● Parts of the exercise
1/ For each statement, say yes or no to whether it agrees with the passage on the American Indian Religious Freedom Act, and quote the words from the passage that decide it. (a) The act was adopted as a joint resolution in 1978. (b) The House study found that the federal government restricted Indian religious freedom in exactly two ways. (c) Federal officials confiscated eagle feathers that Indians used in religious ceremonies.
2/ Go on with the passage on the American Indian Religious Freedom Act, starting right after its final sentence.

● Quoted passage
* BEGIN *

American Indian Religious Freedom Act of 1978

2011-10-18 02:52:07

Congress announced that the policy of the United States was to ‘‘protect and preserve’’ the rights of American Indians, Alaskan Natives, and Native Hawaiians ‘‘to believe, express, and exercise’’ their ‘‘traditional religions’’ in a joint resolution adopted in 1978, now known as the American Indian Religious Freedom Act (AIRFA). The AIRFA defined the practice of ‘‘traditional religions’’ to include, without limitation, ‘‘access to sites, use and possession of sacred objects, the freedom to worship through ceremonials and traditional rites.’’

The impetus for the AIRFA was a study conducted by the House of Representatives that concluded the federal government was restricting Indian religious freedom in at least three ways. First, federal agencies such as the U.S. Forest Service, National Park Service, and the Bureau of Land Management frequently prevented Indians from entering federal land where sacred sites were located. Moreover, the agencies refused to allow the burial of tribal leaders in tribal cemeteries located on federal land. Second, federal law-enforcement officials regularly confiscated substances, such as peyote, used by Indians for religious purposes, even though federal cases had protected the use of these substances as a bona fide religious sacrament. Federal officials also confiscated the use of animal parts from endangered species, such as turkey and eagle feathers, that Indians used in religious ceremonies.

* END *

Records of labeled boxes:
* BEGIN *

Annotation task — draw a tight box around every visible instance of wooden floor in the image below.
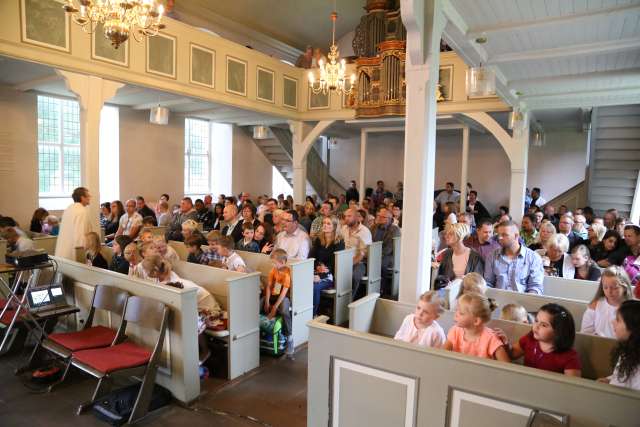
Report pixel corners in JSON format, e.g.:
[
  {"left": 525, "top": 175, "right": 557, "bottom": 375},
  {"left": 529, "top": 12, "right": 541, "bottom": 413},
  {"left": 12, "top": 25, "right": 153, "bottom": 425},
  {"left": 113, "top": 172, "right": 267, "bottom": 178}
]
[{"left": 0, "top": 347, "right": 307, "bottom": 427}]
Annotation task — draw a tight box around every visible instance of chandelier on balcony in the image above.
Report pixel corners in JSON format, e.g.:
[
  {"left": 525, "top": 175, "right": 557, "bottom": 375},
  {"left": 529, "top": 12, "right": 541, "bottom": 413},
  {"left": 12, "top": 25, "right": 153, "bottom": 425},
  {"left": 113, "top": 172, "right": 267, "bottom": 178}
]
[
  {"left": 309, "top": 10, "right": 356, "bottom": 95},
  {"left": 63, "top": 0, "right": 165, "bottom": 49}
]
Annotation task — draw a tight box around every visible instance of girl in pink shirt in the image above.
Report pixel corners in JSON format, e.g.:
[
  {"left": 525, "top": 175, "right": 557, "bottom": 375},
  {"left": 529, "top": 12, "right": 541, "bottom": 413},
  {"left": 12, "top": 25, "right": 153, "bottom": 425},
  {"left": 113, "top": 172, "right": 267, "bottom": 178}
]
[
  {"left": 394, "top": 291, "right": 446, "bottom": 348},
  {"left": 444, "top": 292, "right": 511, "bottom": 362}
]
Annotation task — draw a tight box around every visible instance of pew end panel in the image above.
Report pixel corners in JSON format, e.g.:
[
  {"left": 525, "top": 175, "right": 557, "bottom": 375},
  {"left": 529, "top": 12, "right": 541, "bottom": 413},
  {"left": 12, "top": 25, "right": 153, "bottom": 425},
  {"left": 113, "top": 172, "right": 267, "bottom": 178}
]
[
  {"left": 53, "top": 257, "right": 200, "bottom": 403},
  {"left": 307, "top": 319, "right": 640, "bottom": 427}
]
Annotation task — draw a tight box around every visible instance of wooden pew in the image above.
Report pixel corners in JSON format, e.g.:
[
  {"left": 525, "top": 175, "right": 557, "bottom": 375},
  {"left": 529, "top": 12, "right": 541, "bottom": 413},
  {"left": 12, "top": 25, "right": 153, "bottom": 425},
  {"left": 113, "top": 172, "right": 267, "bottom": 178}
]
[
  {"left": 362, "top": 242, "right": 382, "bottom": 295},
  {"left": 391, "top": 236, "right": 402, "bottom": 300},
  {"left": 173, "top": 261, "right": 260, "bottom": 380},
  {"left": 54, "top": 257, "right": 200, "bottom": 403},
  {"left": 543, "top": 276, "right": 599, "bottom": 302},
  {"left": 236, "top": 251, "right": 313, "bottom": 347},
  {"left": 322, "top": 248, "right": 356, "bottom": 325},
  {"left": 300, "top": 295, "right": 640, "bottom": 427},
  {"left": 486, "top": 288, "right": 587, "bottom": 331},
  {"left": 33, "top": 234, "right": 58, "bottom": 255}
]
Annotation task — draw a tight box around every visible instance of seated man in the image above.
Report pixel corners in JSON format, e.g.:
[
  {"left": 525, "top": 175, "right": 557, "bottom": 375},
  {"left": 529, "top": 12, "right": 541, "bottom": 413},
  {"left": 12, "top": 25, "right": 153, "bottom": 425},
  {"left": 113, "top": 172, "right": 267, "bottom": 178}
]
[
  {"left": 275, "top": 209, "right": 311, "bottom": 259},
  {"left": 371, "top": 208, "right": 400, "bottom": 295},
  {"left": 116, "top": 199, "right": 142, "bottom": 240},
  {"left": 165, "top": 197, "right": 198, "bottom": 242},
  {"left": 484, "top": 221, "right": 544, "bottom": 294}
]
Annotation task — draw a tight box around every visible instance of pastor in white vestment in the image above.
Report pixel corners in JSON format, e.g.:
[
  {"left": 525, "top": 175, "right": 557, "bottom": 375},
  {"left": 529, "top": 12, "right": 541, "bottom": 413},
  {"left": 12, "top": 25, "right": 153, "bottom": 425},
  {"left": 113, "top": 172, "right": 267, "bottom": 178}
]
[{"left": 56, "top": 187, "right": 93, "bottom": 261}]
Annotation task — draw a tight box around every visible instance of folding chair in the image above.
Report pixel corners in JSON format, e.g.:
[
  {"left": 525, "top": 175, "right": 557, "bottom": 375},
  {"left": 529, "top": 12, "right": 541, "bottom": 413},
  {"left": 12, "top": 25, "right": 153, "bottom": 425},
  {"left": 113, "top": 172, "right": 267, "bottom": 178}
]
[
  {"left": 71, "top": 296, "right": 169, "bottom": 423},
  {"left": 19, "top": 285, "right": 129, "bottom": 391}
]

* END *

● Answers per task
1/
(a) Yes: "in a joint resolution adopted in 1978"
(b) No: "in at least three ways"
(c) Yes: "Federal officials also confiscated the use of animal parts from endangered species, such as turkey and eagle feathers, that Indians used in religious ceremonies."

2/
Third, the House found that federal agents directly and indirectly interfered with tribal ceremonies and religious practices. For example, federal officers had a long history of opposing and restricting the practice of tribal religions through the enforcement of Bureau of Indian Affairs-authored reservation law-and-order codes that flatly prohibited most tribal religious ceremonies. These law-and-order codes were enforced in the Courts of Indian Offenses, with judges handpicked by federal officers. Federal courts in cases such as United States v. Clapox, 35 F. 575 (D. Or. 1888), upheld federal regulations, thus allowing the prosecution of Indians engaging in traditional religious practices. On-reservation federal Indian agents, as a matter of administrative practice, obstinately remained on the grounds at Rio Grande pueblos during religious ceremonies requiring that no non-Indian be present. Federal law-enforcement officers would also do little or nothing to stop unwelcome on-lookers from interfering in tribal religious ceremonies. The House also found that federal officials had directly interfered or allowed interference in tribal religious practices because the officials rejected Indian religions.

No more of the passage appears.